Task instructions: Which lines in the records below contain the word "utility"? Pick out and copy each one, treating uppercase and lowercase as different.
** BEGIN **
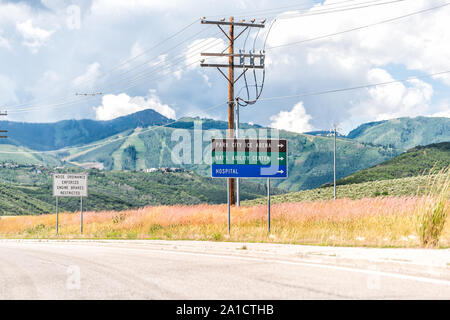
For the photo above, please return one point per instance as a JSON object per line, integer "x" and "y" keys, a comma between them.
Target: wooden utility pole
{"x": 231, "y": 81}
{"x": 3, "y": 131}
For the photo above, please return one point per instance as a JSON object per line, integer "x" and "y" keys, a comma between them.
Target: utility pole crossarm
{"x": 247, "y": 55}
{"x": 239, "y": 66}
{"x": 230, "y": 78}
{"x": 232, "y": 23}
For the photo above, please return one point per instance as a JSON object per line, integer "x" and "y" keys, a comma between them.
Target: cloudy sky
{"x": 133, "y": 52}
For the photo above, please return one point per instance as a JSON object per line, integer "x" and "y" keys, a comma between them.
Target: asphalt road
{"x": 206, "y": 270}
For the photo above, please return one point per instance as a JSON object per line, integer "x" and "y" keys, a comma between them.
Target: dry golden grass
{"x": 364, "y": 222}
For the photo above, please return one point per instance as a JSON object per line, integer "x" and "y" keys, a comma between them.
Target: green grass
{"x": 28, "y": 190}
{"x": 417, "y": 161}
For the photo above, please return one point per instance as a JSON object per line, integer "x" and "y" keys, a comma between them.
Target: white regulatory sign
{"x": 70, "y": 185}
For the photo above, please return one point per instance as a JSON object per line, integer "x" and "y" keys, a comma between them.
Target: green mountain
{"x": 310, "y": 157}
{"x": 403, "y": 133}
{"x": 414, "y": 162}
{"x": 28, "y": 190}
{"x": 138, "y": 141}
{"x": 404, "y": 175}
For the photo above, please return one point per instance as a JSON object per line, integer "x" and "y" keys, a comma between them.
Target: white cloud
{"x": 34, "y": 37}
{"x": 7, "y": 90}
{"x": 114, "y": 106}
{"x": 296, "y": 120}
{"x": 88, "y": 78}
{"x": 4, "y": 42}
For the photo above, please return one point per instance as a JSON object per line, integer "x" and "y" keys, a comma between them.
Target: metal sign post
{"x": 229, "y": 207}
{"x": 57, "y": 215}
{"x": 70, "y": 185}
{"x": 81, "y": 213}
{"x": 268, "y": 204}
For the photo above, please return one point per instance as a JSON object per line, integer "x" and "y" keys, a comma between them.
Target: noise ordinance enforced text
{"x": 70, "y": 185}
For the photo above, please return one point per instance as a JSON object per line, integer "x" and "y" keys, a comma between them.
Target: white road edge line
{"x": 304, "y": 264}
{"x": 316, "y": 265}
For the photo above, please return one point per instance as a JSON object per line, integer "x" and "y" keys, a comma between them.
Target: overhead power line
{"x": 365, "y": 86}
{"x": 360, "y": 27}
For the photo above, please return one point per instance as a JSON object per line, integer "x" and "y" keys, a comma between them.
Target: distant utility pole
{"x": 231, "y": 65}
{"x": 3, "y": 131}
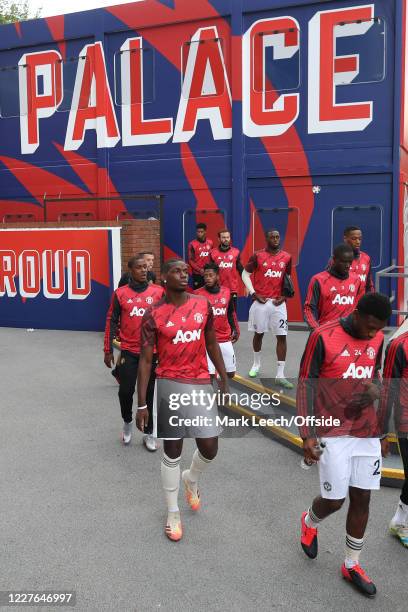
** END **
Correct output:
Target: wooden utility pole
Target: utility pole crossarm
Target: distant utility pole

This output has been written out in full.